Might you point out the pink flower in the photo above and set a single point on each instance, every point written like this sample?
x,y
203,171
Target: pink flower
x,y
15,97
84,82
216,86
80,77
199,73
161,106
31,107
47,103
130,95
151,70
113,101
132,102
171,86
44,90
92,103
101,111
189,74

— SHORT TASK —
Repeat every line of the material above without changing a single character.

— THE ANSWER —
Might you point out the pink flower in the photo above and set a single point on each instance, every point written like this sample?
x,y
203,171
Target: pink flower
x,y
15,97
84,82
216,86
80,77
199,73
161,106
31,107
47,103
130,95
151,70
113,101
132,102
171,86
44,90
92,103
101,111
189,74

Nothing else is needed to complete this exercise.